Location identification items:
-*-

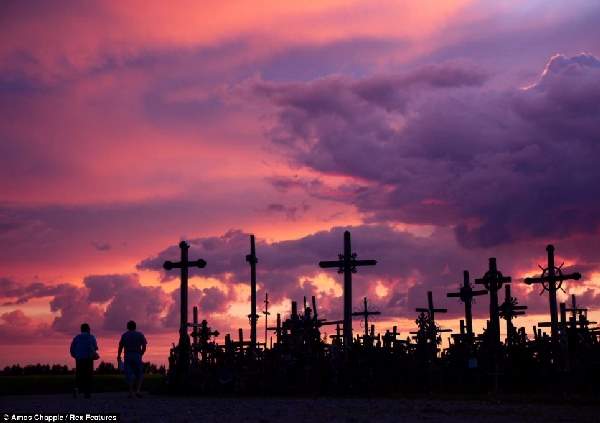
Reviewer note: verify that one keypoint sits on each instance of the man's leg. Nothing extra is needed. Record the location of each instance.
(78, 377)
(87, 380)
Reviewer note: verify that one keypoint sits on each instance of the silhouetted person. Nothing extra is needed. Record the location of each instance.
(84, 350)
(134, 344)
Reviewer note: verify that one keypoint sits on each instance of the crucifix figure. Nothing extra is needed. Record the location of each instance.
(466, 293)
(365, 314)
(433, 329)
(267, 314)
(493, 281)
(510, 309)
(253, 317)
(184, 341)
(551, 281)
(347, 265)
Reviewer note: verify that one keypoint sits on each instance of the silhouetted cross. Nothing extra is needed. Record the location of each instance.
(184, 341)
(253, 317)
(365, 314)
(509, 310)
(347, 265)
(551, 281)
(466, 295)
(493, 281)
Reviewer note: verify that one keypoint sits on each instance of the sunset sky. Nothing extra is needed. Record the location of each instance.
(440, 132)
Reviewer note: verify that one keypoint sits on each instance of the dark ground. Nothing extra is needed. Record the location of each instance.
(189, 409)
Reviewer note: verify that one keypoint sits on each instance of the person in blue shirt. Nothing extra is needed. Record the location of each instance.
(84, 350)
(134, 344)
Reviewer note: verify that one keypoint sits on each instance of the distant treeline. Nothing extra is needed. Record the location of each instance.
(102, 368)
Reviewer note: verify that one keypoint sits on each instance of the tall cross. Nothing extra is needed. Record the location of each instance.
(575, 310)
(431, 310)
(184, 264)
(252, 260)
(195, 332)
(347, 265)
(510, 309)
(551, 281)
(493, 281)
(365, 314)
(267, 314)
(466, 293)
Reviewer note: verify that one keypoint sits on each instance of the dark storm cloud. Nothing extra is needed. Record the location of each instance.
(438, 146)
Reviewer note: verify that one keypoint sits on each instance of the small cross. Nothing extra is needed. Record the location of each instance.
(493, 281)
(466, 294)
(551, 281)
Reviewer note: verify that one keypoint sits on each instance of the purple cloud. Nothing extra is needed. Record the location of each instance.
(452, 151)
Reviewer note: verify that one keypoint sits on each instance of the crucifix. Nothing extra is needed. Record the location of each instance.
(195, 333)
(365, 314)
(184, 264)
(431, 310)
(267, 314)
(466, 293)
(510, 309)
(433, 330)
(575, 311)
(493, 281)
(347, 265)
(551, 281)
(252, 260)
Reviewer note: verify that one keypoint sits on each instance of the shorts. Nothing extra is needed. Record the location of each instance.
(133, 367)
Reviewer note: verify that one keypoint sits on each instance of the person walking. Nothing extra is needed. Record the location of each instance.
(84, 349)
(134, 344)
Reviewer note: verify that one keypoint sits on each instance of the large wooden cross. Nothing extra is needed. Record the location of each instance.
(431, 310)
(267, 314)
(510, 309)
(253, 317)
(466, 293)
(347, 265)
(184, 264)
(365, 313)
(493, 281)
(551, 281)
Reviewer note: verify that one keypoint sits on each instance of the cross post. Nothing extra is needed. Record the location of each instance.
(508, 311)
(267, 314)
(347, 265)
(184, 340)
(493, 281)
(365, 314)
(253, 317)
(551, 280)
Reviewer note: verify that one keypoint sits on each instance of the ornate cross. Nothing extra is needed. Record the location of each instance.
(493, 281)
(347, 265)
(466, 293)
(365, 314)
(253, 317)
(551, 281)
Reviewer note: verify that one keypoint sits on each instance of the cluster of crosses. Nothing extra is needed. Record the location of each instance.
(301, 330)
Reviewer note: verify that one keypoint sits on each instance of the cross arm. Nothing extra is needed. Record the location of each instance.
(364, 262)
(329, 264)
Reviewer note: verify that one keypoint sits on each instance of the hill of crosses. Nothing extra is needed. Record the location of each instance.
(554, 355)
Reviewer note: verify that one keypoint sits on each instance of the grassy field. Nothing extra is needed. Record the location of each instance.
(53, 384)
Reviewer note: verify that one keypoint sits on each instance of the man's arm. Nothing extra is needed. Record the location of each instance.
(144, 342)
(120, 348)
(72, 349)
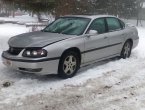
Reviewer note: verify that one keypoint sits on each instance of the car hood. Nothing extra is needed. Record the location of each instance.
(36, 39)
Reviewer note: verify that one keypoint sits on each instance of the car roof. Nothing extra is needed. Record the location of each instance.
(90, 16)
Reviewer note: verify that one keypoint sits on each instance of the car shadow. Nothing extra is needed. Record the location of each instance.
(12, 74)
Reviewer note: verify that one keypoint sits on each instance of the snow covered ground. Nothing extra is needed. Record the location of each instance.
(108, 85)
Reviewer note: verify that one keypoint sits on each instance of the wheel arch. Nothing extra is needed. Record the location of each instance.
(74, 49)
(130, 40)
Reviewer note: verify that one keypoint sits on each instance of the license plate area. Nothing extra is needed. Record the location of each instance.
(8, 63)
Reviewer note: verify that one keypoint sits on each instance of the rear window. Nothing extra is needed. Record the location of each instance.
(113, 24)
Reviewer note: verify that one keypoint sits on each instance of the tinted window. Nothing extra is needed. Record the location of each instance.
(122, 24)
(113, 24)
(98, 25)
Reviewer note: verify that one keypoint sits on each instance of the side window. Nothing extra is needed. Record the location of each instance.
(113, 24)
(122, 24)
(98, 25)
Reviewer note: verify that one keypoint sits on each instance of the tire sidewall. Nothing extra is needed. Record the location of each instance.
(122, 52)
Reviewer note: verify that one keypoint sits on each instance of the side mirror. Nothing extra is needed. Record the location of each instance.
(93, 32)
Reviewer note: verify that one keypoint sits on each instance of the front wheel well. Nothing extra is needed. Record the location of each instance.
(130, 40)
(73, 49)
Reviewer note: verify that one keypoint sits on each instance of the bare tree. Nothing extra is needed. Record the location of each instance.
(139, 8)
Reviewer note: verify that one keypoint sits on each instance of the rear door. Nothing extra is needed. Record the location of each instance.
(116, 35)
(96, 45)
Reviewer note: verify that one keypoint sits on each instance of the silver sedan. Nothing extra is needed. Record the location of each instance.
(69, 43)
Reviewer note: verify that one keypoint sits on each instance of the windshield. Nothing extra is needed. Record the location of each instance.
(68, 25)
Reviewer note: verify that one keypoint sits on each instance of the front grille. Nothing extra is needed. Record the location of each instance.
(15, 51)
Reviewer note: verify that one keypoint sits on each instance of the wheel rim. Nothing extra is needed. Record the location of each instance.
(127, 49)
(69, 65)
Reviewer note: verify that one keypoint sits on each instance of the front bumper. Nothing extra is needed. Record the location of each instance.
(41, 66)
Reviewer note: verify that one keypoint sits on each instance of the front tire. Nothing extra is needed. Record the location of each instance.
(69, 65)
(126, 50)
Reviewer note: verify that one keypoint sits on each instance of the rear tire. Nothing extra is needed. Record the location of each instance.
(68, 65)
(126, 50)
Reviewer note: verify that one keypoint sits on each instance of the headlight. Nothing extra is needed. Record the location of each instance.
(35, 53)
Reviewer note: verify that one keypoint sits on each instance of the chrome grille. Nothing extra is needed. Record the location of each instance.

-*-

■ **Written task**
Express the data above as a Markdown table with the columns Row and Line, giving each nonblank line its own numbered row. Leave the pictures out of the table.

■ **Reply to the exercise**
| Row | Line |
|---|---|
| 1 | Reviewer note: verify that one keypoint sits on each instance of the man's leg. Nothing extra is needed. Record the location of each instance. |
| 2 | (78, 377) |
| 3 | (87, 380) |
| 4 | Reviewer note: verify that one keypoint sits on each instance of the silhouetted person. Nothing extra is needed. Record the location of each instance. |
| 5 | (84, 350) |
| 6 | (134, 344) |
| 7 | Reviewer note: verify that one keypoint sits on each instance of the crucifix figure. Nothing extra is needed. Record the location of each instance. |
| 8 | (466, 293) |
| 9 | (365, 314) |
| 10 | (433, 329) |
| 11 | (267, 314) |
| 12 | (493, 281) |
| 13 | (510, 309) |
| 14 | (253, 317) |
| 15 | (184, 341) |
| 16 | (551, 281) |
| 17 | (347, 265) |
| 18 | Reviewer note: verify that one keypoint sits on each instance of the silhouetted cross. Nothing extra is needed. Record the location of each instance. |
| 19 | (184, 341) |
| 20 | (253, 317) |
| 21 | (365, 314) |
| 22 | (509, 310) |
| 23 | (347, 265) |
| 24 | (551, 281) |
| 25 | (466, 295) |
| 26 | (493, 281) |
| 27 | Reviewer note: verify that one keypoint sits on each instance of the sunset sky. Nothing extra is needed. Record the location of each instance. |
| 28 | (440, 132) |
| 29 | Reviewer note: verify that one keypoint sits on each instance of the dark ground. Nothing extra is needed. Record the location of each instance. |
| 30 | (189, 409) |
| 31 | Reviewer note: verify that one keypoint sits on each instance of the person in blue shirt. Nothing extra is needed. Record the location of each instance. |
| 32 | (84, 350) |
| 33 | (134, 344) |
| 34 | Reviewer note: verify that one keypoint sits on each instance of the distant treeline. Nothing extra is needed. Record the location of each instance. |
| 35 | (102, 368) |
| 36 | Reviewer note: verify that one keypoint sits on each instance of the tall cross. Nothing extra is needed. Record the location of each instance. |
| 37 | (575, 310) |
| 38 | (431, 310) |
| 39 | (184, 264) |
| 40 | (252, 260) |
| 41 | (195, 332) |
| 42 | (347, 265) |
| 43 | (510, 309) |
| 44 | (551, 281) |
| 45 | (493, 281) |
| 46 | (365, 314) |
| 47 | (267, 314) |
| 48 | (466, 293) |
| 49 | Reviewer note: verify that one keypoint sits on each instance of the dark storm cloud. Nothing extra is needed. Record the location of each instance. |
| 50 | (438, 146) |
| 51 | Reviewer note: verify that one keypoint sits on each instance of the small cross. Nothing extra is needed. Record the location of each instance. |
| 52 | (493, 281) |
| 53 | (466, 294) |
| 54 | (551, 281) |
| 55 | Reviewer note: verify that one keypoint sits on each instance of the purple cloud. Nothing extra is needed. Record the location of each instance. |
| 56 | (452, 151) |
| 57 | Reviewer note: verify that one keypoint sits on each instance of the crucifix. Nothing extra is needed. Record the location of each instance. |
| 58 | (195, 333) |
| 59 | (365, 314) |
| 60 | (184, 264) |
| 61 | (431, 310) |
| 62 | (267, 314) |
| 63 | (466, 293) |
| 64 | (510, 309) |
| 65 | (433, 330) |
| 66 | (575, 311) |
| 67 | (493, 281) |
| 68 | (347, 265) |
| 69 | (551, 281) |
| 70 | (252, 260) |
| 71 | Reviewer note: verify that one keypoint sits on each instance of the shorts. Nothing extra is needed. Record the location of each instance. |
| 72 | (133, 367) |
| 73 | Reviewer note: verify that one keypoint sits on each instance of the person walking. Nothing extra is needed. Record the location of each instance. |
| 74 | (84, 349) |
| 75 | (134, 344) |
| 76 | Reviewer note: verify that one keypoint sits on each instance of the large wooden cross. Nothing extra is needed. Record the location of each instance. |
| 77 | (431, 310) |
| 78 | (267, 314) |
| 79 | (510, 309) |
| 80 | (253, 317) |
| 81 | (466, 293) |
| 82 | (347, 265) |
| 83 | (184, 264) |
| 84 | (365, 313) |
| 85 | (493, 281) |
| 86 | (551, 281) |
| 87 | Reviewer note: verify that one keypoint sits on each instance of the cross post. Nothing extra is needed. Record the location of each instance. |
| 88 | (508, 311) |
| 89 | (267, 314) |
| 90 | (347, 265) |
| 91 | (184, 340) |
| 92 | (493, 281) |
| 93 | (365, 314) |
| 94 | (253, 317) |
| 95 | (551, 280) |
| 96 | Reviewer note: verify that one keypoint sits on each instance of the ornate cross. Nothing extra is needed. Record the location of each instance. |
| 97 | (493, 281) |
| 98 | (347, 265) |
| 99 | (466, 293) |
| 100 | (365, 314) |
| 101 | (253, 317) |
| 102 | (551, 281) |
| 103 | Reviewer note: verify that one keypoint sits on each instance of the cluster of crosses. Nothing extra is needed. Record the location of each instance. |
| 104 | (301, 330) |
| 105 | Reviewer note: verify that one keypoint sits on each instance of the cross arm. Nothing extra is needed. Record the location of each instance. |
| 106 | (364, 262) |
| 107 | (329, 264) |
| 108 | Reviewer note: verify that one keypoint sits on each instance of the hill of crosses. Nothing extra is needed. Record the location of each instance. |
| 109 | (554, 355) |
| 110 | Reviewer note: verify that one keypoint sits on each instance of the grassy field. Nothing extra is needed. Record the location of each instance. |
| 111 | (53, 384) |
| 112 | Reviewer note: verify that one keypoint sits on each instance of the man's arm. Nothing extra is needed. Record the location of each instance. |
| 113 | (144, 342) |
| 114 | (120, 348) |
| 115 | (72, 349) |
| 116 | Reviewer note: verify that one keypoint sits on each instance of the car hood. Nothing extra is needed. Record the location of each instance. |
| 117 | (36, 39) |
| 118 | Reviewer note: verify that one keypoint sits on each instance of the car roof. Nothing extra is needed. Record the location of each instance. |
| 119 | (90, 16) |
| 120 | Reviewer note: verify that one keypoint sits on each instance of the car shadow. Nothing extra is needed. Record the location of each instance. |
| 121 | (12, 74) |
| 122 | Reviewer note: verify that one keypoint sits on each instance of the snow covered ground. Nothing extra is needed. Record the location of each instance. |
| 123 | (108, 85) |
| 124 | Reviewer note: verify that one keypoint sits on each instance of the wheel arch. Nothing extra is needed. Record the location of each instance. |
| 125 | (74, 49) |
| 126 | (130, 40) |
| 127 | Reviewer note: verify that one keypoint sits on each instance of the license plate area. Nothing extra is needed. Record the location of each instance. |
| 128 | (8, 63) |
| 129 | Reviewer note: verify that one keypoint sits on each instance of the rear window. Nothing extra is needed. Record the location of each instance. |
| 130 | (113, 24) |
| 131 | Reviewer note: verify that one keypoint sits on each instance of the tinted window. Nothing extra is needed. Record the location of each instance. |
| 132 | (122, 24) |
| 133 | (113, 24) |
| 134 | (98, 25) |
| 135 | Reviewer note: verify that one keypoint sits on each instance of the side window. Nothing extra is needed. Record the location of each instance. |
| 136 | (113, 24) |
| 137 | (122, 24) |
| 138 | (98, 25) |
| 139 | Reviewer note: verify that one keypoint sits on each instance of the tire sidewall. Nothing extra is needed. Record the location of each instance. |
| 140 | (122, 52) |
| 141 | Reviewer note: verify that one keypoint sits on each instance of the side mirror. Nothing extra is needed. Record the location of each instance. |
| 142 | (93, 32) |
| 143 | Reviewer note: verify that one keypoint sits on each instance of the front wheel well. Nothing extra is needed. Record the location of each instance. |
| 144 | (130, 40) |
| 145 | (73, 49) |
| 146 | Reviewer note: verify that one keypoint sits on each instance of the bare tree. Nothing extra is needed. Record the location of each instance. |
| 147 | (139, 8) |
| 148 | Reviewer note: verify that one keypoint sits on each instance of the rear door. Nothing extra is needed. Record the location of each instance. |
| 149 | (116, 35) |
| 150 | (96, 45) |
| 151 | Reviewer note: verify that one keypoint sits on each instance of the silver sedan. Nothing extra is needed. Record the location of each instance. |
| 152 | (69, 43) |
| 153 | Reviewer note: verify that one keypoint sits on each instance of the windshield. Nothing extra is needed. Record the location of each instance. |
| 154 | (68, 25) |
| 155 | Reviewer note: verify that one keypoint sits on each instance of the front grille. Nothing extra is needed. Record the location of each instance. |
| 156 | (15, 51) |
| 157 | Reviewer note: verify that one keypoint sits on each instance of the wheel rim. Nothing extra is needed. Record the location of each instance. |
| 158 | (127, 49) |
| 159 | (69, 65) |
| 160 | Reviewer note: verify that one keypoint sits on each instance of the front bumper. Nothing extra is needed. Record the location of each instance. |
| 161 | (41, 66) |
| 162 | Reviewer note: verify that one keypoint sits on each instance of the front tire. Nothing extra is needed. Record the location of each instance. |
| 163 | (69, 65) |
| 164 | (126, 50) |
| 165 | Reviewer note: verify that one keypoint sits on each instance of the rear tire. Nothing extra is needed. Record the location of each instance. |
| 166 | (68, 65) |
| 167 | (126, 50) |
| 168 | Reviewer note: verify that one keypoint sits on each instance of the headlight. Nothing extra is needed. Record the location of each instance. |
| 169 | (35, 53) |
| 170 | Reviewer note: verify that one keypoint sits on each instance of the chrome grille. Nothing extra is needed. Record the location of each instance. |